§ Documento
====

Si usted consigue superar esa nueva Gran Muralla en la que se ha convertido obtener un visado para venir a China este verano olímpico, se encontrará un Pekín que no se parece en nada al que dejaron ni los emperadores de dinastías milenarias ni Mao Zedong. No se asuste; por supuesto que siguen en pie la Ciudad Prohibida, el Palacio de Verano, la Gran Muralla y los templos del Cielo y de los Lamas. De hecho, hasta el retrato del revolucionario líder comunista sigue presidiendo impertérrito la plaza de Tiananmen, en cuyo mausoleo se encuentra embalsamado el cuerpo del Gran Timonel.

Pero treinta años de reformas capitalistas y un crecimiento económico sostenido en torno al 10 por ciento han cambiado por completo la faz de esta gigantesca ciudad de 16 millones de habitantes y que ocupa lo mismo que toda Bélgica (casi 17.000 kilómetros cuadrados). Donde antes había hutongs, los típicos y estrechos callejones chinos con casas bajas de ladrillo gris, hoy se levantan imponentes rascacielos de acero y cristal que no tienen nada que envidiarle a los de Nueva York. Por las grandes avenidas donde antes circulaban riadas de bicicletas, el vehículo oficial de la otrora humilde China proletaria, hoy están atrapados más de tres millones de coches en un permanente atasco capaz de desesperar al conductor con más paciencia oriental. Y donde antes sólo se veía a trabajadores de fábricas estatales y campesinos de cooperativas colectivas ataviados con el legendario traje Mao, en la actualidad hay jóvenes con imposibles pelos de punta que visten con marcas de moda y bellas muchachitas apenas cubiertas por diminutas minifaldas que caminan ágilmente sobre sus altísimos zapatos de tacón

. Por todo ello, Pekín es hoy una ciudad mucho más moderna, rica y cosmopolita, pero también con bastante menos encanto. Debido a esta frenética revolución urbanística que ha arrasado la mayoría de los hutongs, resulta difícil perderse por una callejuela con característico sabor chino fuera de los pocos barrios históricos del centro que aún quedan en pie.

====

§ Tarea a realizar
Continúa, por favor, el texto sobre la transformación de Pekín a partir de su última frase.

====

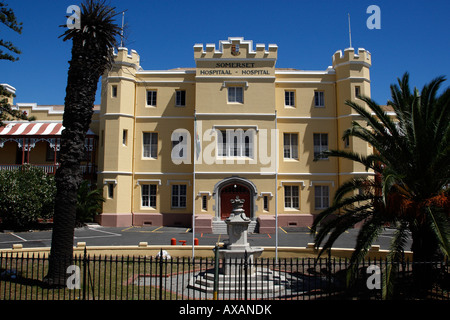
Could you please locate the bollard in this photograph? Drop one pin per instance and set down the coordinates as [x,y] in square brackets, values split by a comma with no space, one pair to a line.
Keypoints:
[216,272]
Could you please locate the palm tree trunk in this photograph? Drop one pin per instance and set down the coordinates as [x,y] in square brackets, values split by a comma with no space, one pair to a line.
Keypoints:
[78,110]
[425,251]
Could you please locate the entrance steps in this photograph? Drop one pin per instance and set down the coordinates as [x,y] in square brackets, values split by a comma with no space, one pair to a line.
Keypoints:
[220,227]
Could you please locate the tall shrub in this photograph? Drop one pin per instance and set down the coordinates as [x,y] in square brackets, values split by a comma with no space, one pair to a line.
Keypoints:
[26,195]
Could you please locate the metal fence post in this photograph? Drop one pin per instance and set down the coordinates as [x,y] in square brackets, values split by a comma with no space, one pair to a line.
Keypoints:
[245,275]
[216,271]
[160,274]
[85,283]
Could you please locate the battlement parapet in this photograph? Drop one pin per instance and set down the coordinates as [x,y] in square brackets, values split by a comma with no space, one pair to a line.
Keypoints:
[126,58]
[361,56]
[235,48]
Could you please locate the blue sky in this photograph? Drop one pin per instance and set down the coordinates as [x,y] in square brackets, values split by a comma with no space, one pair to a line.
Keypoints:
[414,37]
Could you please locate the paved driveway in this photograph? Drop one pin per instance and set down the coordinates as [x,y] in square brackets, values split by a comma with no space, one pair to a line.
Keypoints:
[95,235]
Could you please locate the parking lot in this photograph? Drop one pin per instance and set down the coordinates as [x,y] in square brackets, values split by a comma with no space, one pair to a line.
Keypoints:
[95,235]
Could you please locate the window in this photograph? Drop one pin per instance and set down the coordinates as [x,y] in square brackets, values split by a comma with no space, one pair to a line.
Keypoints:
[114,91]
[110,190]
[320,144]
[235,143]
[347,142]
[204,203]
[289,98]
[180,98]
[357,91]
[179,152]
[49,154]
[149,195]
[151,98]
[319,100]
[179,196]
[266,203]
[124,137]
[291,197]
[290,145]
[235,94]
[321,197]
[150,145]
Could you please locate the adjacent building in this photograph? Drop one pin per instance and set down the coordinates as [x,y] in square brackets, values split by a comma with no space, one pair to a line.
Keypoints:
[167,143]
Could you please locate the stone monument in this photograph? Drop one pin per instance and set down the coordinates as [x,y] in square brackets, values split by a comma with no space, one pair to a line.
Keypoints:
[237,248]
[238,262]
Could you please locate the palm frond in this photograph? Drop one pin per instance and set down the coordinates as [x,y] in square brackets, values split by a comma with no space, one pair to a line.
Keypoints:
[439,223]
[396,250]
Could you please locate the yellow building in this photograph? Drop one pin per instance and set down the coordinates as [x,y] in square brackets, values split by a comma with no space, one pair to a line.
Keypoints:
[258,127]
[171,141]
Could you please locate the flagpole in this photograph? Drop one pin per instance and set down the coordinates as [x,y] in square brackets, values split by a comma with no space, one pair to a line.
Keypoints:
[193,186]
[121,31]
[276,187]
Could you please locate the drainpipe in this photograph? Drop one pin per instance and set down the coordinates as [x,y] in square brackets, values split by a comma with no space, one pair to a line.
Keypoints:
[276,186]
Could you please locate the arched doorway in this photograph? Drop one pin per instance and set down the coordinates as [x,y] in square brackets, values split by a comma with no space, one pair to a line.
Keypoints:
[225,190]
[229,192]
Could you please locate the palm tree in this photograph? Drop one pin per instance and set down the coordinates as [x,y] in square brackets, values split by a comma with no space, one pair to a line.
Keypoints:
[410,190]
[92,54]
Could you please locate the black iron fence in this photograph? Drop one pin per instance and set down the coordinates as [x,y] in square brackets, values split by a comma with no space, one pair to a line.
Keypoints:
[154,278]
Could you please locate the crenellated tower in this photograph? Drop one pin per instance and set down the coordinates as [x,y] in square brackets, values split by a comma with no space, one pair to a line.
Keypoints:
[352,81]
[117,136]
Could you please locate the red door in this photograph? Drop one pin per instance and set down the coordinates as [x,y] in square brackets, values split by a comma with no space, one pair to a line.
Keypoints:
[230,192]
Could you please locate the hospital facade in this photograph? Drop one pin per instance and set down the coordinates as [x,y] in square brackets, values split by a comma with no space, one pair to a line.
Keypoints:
[166,143]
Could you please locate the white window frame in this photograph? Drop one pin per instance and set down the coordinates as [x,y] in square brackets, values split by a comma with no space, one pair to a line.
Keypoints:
[289,98]
[290,147]
[240,147]
[235,94]
[290,197]
[180,98]
[319,145]
[148,195]
[152,99]
[321,197]
[114,91]
[204,203]
[150,147]
[319,99]
[178,196]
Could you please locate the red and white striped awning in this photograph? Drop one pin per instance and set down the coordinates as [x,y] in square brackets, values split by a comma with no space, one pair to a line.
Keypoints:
[31,129]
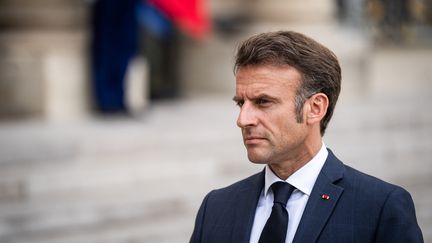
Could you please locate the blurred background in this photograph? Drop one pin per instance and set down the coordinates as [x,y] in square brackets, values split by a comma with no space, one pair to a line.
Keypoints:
[116,116]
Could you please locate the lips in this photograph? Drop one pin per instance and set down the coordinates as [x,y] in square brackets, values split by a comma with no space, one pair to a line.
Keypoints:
[251,140]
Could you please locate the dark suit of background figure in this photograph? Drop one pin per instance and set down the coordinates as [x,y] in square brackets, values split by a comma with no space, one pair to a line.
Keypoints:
[114,42]
[361,209]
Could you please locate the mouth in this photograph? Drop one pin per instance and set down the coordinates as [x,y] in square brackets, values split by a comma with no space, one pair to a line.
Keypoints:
[251,140]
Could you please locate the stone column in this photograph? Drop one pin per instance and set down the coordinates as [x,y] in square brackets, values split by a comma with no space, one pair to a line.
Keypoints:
[43,59]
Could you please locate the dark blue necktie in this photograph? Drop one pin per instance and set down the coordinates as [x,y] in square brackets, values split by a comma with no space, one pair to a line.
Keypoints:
[276,226]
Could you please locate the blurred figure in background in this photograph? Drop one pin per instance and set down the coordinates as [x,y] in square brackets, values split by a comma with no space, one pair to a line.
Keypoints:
[115,26]
[114,43]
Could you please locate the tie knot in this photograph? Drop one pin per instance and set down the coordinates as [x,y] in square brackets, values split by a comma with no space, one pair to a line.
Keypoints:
[281,191]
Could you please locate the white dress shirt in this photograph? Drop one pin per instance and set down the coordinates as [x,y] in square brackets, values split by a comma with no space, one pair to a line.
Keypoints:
[303,180]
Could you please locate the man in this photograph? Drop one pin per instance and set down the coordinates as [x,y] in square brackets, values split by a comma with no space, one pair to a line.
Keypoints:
[287,86]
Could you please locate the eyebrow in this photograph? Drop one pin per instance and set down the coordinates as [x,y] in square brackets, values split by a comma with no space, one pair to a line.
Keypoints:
[260,96]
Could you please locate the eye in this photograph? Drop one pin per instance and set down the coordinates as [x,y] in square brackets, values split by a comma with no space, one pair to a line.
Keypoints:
[239,103]
[262,101]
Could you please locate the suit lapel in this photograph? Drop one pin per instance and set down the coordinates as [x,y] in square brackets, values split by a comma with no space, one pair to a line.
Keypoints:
[247,200]
[318,210]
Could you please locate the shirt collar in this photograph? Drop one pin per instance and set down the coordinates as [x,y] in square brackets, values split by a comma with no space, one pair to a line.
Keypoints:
[304,178]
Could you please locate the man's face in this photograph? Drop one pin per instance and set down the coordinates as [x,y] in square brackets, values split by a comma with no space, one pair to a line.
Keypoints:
[265,95]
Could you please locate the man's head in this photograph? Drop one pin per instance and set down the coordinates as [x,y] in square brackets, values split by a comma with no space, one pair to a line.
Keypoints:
[318,66]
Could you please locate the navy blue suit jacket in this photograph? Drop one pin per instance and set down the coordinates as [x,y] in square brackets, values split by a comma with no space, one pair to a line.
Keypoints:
[361,209]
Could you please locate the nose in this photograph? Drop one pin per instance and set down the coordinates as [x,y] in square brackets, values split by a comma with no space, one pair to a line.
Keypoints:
[247,116]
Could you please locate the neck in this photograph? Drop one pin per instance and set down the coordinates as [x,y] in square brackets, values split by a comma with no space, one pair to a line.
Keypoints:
[286,168]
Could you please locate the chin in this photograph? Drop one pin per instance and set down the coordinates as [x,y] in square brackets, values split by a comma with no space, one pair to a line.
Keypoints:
[256,159]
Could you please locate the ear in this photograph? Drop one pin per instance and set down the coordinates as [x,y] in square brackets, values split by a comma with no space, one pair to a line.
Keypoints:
[317,108]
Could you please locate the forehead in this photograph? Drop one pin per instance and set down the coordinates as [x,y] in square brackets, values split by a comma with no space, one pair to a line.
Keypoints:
[253,80]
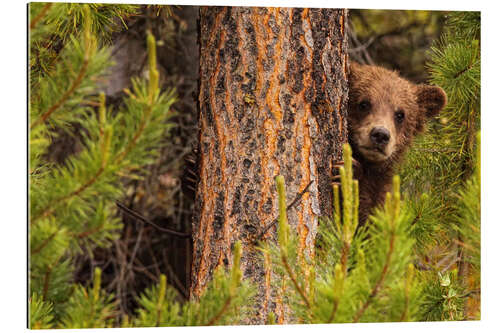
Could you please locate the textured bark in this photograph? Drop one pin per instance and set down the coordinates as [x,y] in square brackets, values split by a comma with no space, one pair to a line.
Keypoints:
[272,100]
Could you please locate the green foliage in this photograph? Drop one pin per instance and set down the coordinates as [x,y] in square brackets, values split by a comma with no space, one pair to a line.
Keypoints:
[72,205]
[89,307]
[442,170]
[225,301]
[40,313]
[405,265]
[359,274]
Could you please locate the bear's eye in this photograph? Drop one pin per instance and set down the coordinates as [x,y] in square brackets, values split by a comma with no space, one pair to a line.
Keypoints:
[365,105]
[400,116]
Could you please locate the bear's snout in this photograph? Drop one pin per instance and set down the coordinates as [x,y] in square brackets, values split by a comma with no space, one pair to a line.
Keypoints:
[380,136]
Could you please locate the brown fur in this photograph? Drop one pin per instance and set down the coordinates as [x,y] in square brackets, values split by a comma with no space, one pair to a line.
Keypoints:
[377,96]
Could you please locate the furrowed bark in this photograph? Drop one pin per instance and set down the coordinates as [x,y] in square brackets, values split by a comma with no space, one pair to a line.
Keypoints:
[272,100]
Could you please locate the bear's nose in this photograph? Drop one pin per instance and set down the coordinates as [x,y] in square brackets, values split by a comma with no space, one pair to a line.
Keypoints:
[380,136]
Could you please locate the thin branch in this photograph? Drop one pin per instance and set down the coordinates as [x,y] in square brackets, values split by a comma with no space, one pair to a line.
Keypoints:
[294,202]
[143,219]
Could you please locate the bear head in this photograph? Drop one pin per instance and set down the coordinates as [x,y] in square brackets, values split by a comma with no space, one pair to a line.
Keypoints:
[385,112]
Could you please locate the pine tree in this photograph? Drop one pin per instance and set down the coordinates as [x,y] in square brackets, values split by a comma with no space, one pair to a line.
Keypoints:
[447,208]
[418,259]
[359,274]
[72,205]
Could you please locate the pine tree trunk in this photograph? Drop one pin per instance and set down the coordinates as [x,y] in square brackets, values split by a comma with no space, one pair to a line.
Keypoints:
[272,100]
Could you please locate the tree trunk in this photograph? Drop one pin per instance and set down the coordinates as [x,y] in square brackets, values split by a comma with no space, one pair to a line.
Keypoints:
[272,100]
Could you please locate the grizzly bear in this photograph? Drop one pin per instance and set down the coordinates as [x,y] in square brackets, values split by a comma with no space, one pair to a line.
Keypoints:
[385,112]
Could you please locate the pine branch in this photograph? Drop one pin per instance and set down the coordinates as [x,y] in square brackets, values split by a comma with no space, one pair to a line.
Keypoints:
[40,15]
[379,283]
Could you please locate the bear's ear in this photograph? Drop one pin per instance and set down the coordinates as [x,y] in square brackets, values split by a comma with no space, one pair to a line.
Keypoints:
[431,99]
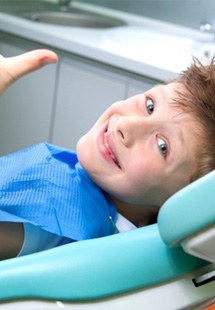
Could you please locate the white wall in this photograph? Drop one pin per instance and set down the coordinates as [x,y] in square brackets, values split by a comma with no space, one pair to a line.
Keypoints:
[189,13]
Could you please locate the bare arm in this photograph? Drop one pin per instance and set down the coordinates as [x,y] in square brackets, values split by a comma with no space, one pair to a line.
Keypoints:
[13,68]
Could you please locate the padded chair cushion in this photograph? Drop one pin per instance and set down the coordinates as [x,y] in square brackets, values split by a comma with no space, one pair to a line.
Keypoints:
[95,268]
[190,210]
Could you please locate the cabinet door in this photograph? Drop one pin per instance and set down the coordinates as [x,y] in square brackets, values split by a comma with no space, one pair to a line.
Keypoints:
[26,108]
[84,92]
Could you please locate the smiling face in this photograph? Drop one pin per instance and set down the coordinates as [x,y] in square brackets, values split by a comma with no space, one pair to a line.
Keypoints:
[141,150]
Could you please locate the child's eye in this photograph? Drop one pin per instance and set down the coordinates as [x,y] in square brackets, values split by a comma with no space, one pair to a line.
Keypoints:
[162,146]
[150,106]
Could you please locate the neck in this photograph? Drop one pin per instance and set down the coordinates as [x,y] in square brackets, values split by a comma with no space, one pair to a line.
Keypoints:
[139,215]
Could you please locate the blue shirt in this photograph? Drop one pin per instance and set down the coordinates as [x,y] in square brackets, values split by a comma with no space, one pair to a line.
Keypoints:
[46,186]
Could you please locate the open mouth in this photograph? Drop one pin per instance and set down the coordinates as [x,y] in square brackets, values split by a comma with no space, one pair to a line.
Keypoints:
[109,149]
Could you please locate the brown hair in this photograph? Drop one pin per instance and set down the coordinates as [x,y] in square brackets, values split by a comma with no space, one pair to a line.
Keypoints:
[198,81]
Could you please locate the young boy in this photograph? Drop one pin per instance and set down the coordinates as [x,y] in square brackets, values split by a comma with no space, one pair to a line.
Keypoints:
[139,153]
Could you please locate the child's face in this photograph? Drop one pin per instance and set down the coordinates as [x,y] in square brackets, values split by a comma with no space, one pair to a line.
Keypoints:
[141,150]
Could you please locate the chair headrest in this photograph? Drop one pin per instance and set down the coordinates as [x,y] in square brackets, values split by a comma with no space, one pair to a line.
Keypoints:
[188,211]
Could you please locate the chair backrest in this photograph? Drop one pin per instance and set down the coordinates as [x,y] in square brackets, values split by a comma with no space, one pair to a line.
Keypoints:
[188,218]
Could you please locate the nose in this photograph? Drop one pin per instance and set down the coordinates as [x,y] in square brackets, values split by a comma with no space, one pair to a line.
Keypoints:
[132,129]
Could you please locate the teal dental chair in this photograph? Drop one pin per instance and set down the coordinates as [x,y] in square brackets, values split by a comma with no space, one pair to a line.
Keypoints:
[169,265]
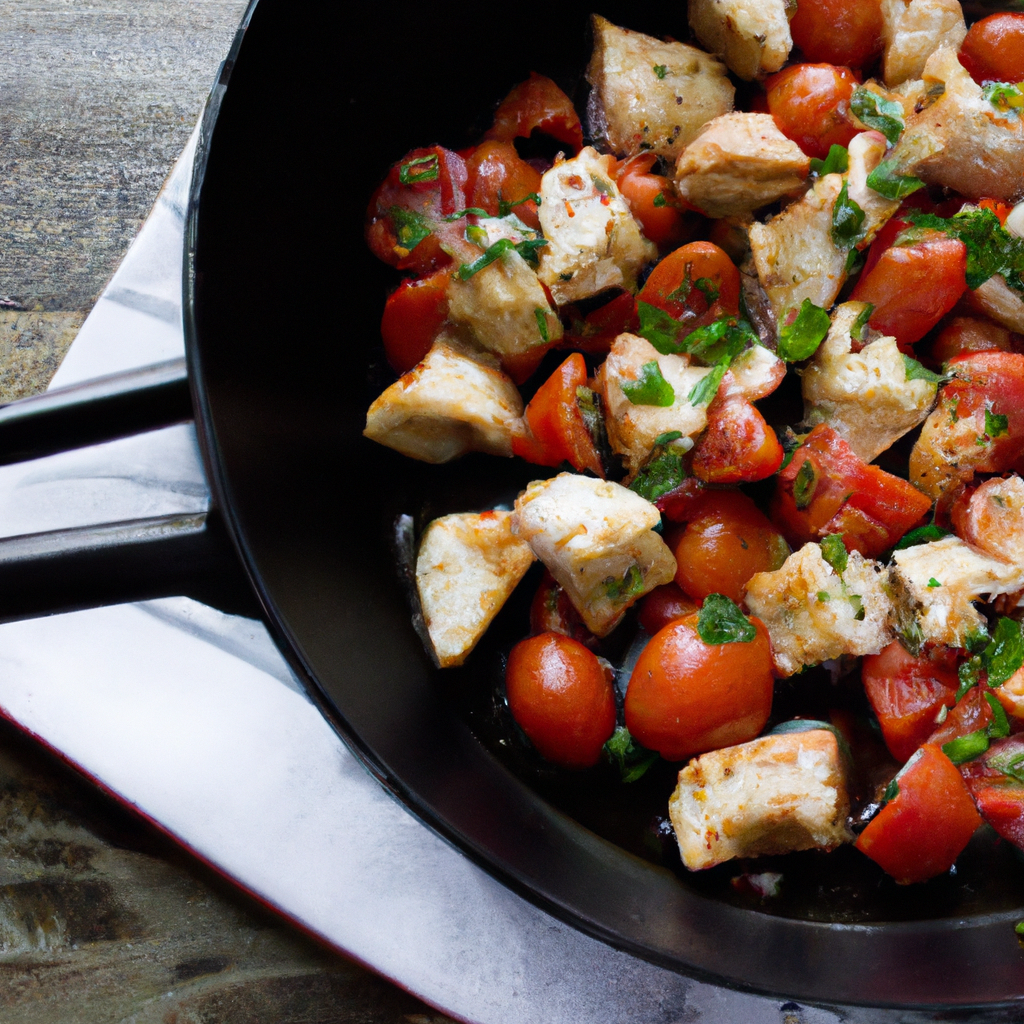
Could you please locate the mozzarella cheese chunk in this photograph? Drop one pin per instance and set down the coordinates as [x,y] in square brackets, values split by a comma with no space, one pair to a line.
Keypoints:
[772,795]
[933,586]
[751,36]
[456,400]
[504,306]
[650,96]
[468,564]
[593,241]
[864,396]
[739,162]
[913,30]
[633,429]
[812,614]
[597,540]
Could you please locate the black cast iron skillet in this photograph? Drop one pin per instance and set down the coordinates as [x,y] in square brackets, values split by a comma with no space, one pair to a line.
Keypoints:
[283,307]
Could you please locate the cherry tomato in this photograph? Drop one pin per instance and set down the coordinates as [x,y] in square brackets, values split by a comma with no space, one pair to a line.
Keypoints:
[537,104]
[554,430]
[811,105]
[838,31]
[907,693]
[993,49]
[686,696]
[726,541]
[561,697]
[413,315]
[924,828]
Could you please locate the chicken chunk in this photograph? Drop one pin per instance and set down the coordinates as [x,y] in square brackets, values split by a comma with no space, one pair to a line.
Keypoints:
[504,306]
[634,428]
[596,539]
[795,255]
[813,614]
[593,241]
[650,96]
[864,396]
[772,795]
[456,400]
[739,162]
[467,566]
[751,36]
[933,586]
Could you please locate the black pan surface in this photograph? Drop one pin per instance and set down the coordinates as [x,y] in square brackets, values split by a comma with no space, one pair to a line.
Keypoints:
[283,307]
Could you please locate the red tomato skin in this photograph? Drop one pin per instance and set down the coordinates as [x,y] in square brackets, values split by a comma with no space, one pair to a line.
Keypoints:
[839,32]
[922,832]
[686,696]
[810,103]
[561,697]
[913,287]
[413,315]
[993,49]
[906,693]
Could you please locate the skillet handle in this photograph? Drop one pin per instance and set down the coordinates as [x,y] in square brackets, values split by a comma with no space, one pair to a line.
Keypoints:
[186,554]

====

§ Resultado esperado
Antes de que dichos hutongs acaben siendo demolidos o artificialmente remodelados como si fueran un decorado de cartón-piedra, como ya está ocurriendo en la avenida comercial Qianmen (en el extremo sur de la plaza de Tiananmen), el viajero debería vagar sin rumbo por estas calles para descubrir la esencia del Pekín más auténtico. Una de las más pintorescas es, sin duda, Dashilan, plagada de tiendas, salones de té y restaurantes emblemáticos como Tian Hai, un añejo pero encantador establecimiento de dos plantas que sirve comida del viejo Pekín mientras en la televisión se suceden, una tras otra, interminables y estridentes funciones de ópera china.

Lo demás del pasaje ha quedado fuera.